▶ WORK TO BE COMPLETED
Would you restate the entries below exactly, keeping every line?

[Items listed in a dataset]
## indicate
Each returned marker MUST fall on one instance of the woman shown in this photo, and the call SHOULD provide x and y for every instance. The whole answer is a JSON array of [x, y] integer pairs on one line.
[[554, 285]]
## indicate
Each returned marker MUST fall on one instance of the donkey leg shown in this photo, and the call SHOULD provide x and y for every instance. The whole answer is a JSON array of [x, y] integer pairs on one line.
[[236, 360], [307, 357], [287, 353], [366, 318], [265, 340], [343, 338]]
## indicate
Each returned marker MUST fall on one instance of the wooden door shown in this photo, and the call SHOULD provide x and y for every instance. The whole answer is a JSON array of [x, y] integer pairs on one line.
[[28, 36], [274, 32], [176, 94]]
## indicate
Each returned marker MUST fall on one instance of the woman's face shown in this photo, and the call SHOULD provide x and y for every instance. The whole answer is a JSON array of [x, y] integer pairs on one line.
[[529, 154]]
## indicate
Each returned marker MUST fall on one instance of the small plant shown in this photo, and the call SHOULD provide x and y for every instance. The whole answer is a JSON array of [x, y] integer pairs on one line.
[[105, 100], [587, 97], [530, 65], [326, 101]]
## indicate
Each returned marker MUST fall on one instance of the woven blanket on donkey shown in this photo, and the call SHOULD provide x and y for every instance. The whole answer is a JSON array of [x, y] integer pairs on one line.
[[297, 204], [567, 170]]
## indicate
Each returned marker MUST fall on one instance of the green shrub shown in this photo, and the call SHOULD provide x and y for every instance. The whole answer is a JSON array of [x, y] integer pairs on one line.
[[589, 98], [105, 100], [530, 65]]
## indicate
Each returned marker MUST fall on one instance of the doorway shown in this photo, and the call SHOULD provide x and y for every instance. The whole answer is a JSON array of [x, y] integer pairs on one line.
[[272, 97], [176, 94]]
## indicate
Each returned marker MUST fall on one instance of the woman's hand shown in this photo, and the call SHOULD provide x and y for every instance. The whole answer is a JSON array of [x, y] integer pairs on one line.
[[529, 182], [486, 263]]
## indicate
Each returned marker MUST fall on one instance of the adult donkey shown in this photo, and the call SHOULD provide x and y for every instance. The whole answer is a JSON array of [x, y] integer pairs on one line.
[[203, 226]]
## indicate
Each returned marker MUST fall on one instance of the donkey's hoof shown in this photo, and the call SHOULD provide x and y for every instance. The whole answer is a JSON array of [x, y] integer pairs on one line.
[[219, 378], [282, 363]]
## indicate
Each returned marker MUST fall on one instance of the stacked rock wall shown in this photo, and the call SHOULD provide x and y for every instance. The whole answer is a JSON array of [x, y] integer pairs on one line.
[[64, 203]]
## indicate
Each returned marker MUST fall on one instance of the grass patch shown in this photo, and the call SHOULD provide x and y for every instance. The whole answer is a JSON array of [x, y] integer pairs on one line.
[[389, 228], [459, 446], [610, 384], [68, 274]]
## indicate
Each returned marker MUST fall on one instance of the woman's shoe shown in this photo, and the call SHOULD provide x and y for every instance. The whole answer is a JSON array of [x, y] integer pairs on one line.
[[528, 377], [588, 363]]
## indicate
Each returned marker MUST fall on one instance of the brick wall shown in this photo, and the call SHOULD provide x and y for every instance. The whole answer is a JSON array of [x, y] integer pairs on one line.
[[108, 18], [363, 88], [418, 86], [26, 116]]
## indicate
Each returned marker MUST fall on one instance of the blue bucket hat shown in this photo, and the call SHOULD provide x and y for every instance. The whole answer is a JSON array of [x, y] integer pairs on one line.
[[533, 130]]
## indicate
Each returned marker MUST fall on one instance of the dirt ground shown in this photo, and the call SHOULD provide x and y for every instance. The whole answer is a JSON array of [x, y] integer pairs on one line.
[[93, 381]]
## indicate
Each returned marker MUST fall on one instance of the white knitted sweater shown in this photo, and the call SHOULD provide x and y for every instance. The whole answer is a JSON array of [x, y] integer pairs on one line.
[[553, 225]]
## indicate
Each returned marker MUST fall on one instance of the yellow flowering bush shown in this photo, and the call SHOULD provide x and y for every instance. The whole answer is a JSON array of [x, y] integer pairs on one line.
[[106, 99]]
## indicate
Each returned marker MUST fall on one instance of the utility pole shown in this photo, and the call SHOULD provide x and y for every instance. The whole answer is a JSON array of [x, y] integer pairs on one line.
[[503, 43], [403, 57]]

▶ EXERCISE OUTPUT
## indicate
Each returned marker MUST fall on one instance of the woman shown in this photo, and the call SHOULD provide x and y for every instance. The whole answer is a JSON array of [x, y] integer pairs on one line.
[[554, 285]]
## indicate
Each returned marker MUST fall on one instance of the donkey leg shown in this photo, and the call SHOULD provide x and y for every instance. The whole answer is a JSON array of [x, y] integer pairs on one line.
[[236, 360], [307, 357], [287, 353], [366, 318], [265, 340], [343, 338]]
## indicate
Each returned marker MUST fall on one instance of the wooden door shown in this photo, and the call SHOULD provide x and y for every instance. The whole answer is a JSON array of [x, y] integer pairs on one line.
[[28, 36], [274, 32], [176, 94]]
## indicate
Each returned marker MUST fall on one instance of the woman's face shown in this photo, and the call SHOULD provide x and y for every instance. The whole answer is a JSON array of [x, y] integer pairs on one line.
[[529, 154]]
## indicate
Each returned marker MUST fall on one instance of the small plant shown in this photo, and the call SHOULD provide x and y for every instance. The whole answer is a JSON array of [x, y] integer pairs on one line.
[[105, 100], [587, 97], [530, 65], [326, 101]]
## indicate
Each returned marker MUST fall on one instance of the woven blanket on donkey shown in this photo, and the call SHOULD provide x and y for every instance. The whole answer is a JSON array of [x, y] integer pairs on one line.
[[297, 204], [567, 170]]
## indicate
Each returned marker MUST fall on one instance of the green shrub shown in this photo, and the call SHOULD provide x and y for every instance. The whole answer is a JSON array of [x, y] integer pairs on one line.
[[589, 98], [105, 100], [530, 65]]
## indicate
Each returned marker MUST fall on one instance of the doorway shown in this photo, and the call SHOULD provide x and y for every instance. The whole answer is a JSON array of [x, y] integer pairs on one line.
[[272, 97], [176, 94]]
## indicate
Each returned marker MUST fall on one instance of the woman's hand shown in this photo, and the call SHOULD provide x and y for every instance. The whole answer is a JSON array of [x, y] integer pairs on one line.
[[529, 182], [486, 263]]
## indicate
Each returned marker MUST fall on one instance of the adult donkey shown in this photo, and the call SHOULD provide x and y for every instance. The whole answer is a JSON array of [x, y] integer pairs on one line.
[[203, 226]]
## indicate
Each returned marker MUST fall on one instance of the donkey's hoof shown in this photo, and the call SHOULD provide x and y for every instance. The whole answer is a JSON array of [x, y] integer pairs on one line.
[[219, 378], [282, 363]]
## indicate
Each returned marker MUST fall on one instance of the stacked rock wall shown in this photo, and the call SHOULD provide x and y for every instance. The whole answer is a JSON array of [x, y] integer pairs on one line.
[[64, 203]]
## indicate
Each returned marker MUST fall on one instance of the grass patch shown in this photo, and the call SHOULD provide x and y for every instance. The whole answer is a JSON array of [x, y] integer pairs on one line.
[[389, 228], [459, 446], [610, 384], [68, 274]]
## indicate
Each returned marker MUST fall on one instance of the woman's shoe shown in this photo, and the call SHOULD provide x and y for every instance. The whole answer is a JSON array of [x, y] integer pairs on one line.
[[528, 377], [588, 363]]
## indicate
Each returned marker MUST fall on one instance of the brick wall shown in this photo, and the call SHOULD provide x and y for every instance. The whole answer is a JSON array of [x, y] integer pairs on one line.
[[108, 18], [363, 88], [418, 86], [26, 116]]
## indicate
Each returned marker MUST fall on one instance of the blue bucket hat shown in this photo, and the call SHOULD provide x and y for every instance. The whole answer is a JSON array of [x, y] integer pairs on one line.
[[533, 130]]
## indicate
Each returned marker MUST fall on one instance of the dirt ground shown in this photo, and the call SHOULD provide x and y for every instance. The whole answer is a JSON array of [x, y] integer pairs on one line.
[[93, 381]]
## indicate
Each returned marker MUST fall on one instance of the white knitted sweater shown in this photo, and the call SHOULD provide x and y for every instance. The whole answer is a JSON array of [x, y] integer pairs on one line.
[[553, 225]]
## indicate
Each returned marker MUST fall on one instance of the yellow flowering bush shown in this photo, and the call SHOULD provide x and y for every instance. The whole answer is a JSON array of [x, y] integer pairs on one line.
[[106, 99]]
## indicate
Each returned marker MUST fall on one instance of the utility pole shown in this photo, and the call SHOULD provide x and y for every instance. The whole answer is a JSON array of [x, y] integer pairs on one line.
[[503, 43], [403, 57]]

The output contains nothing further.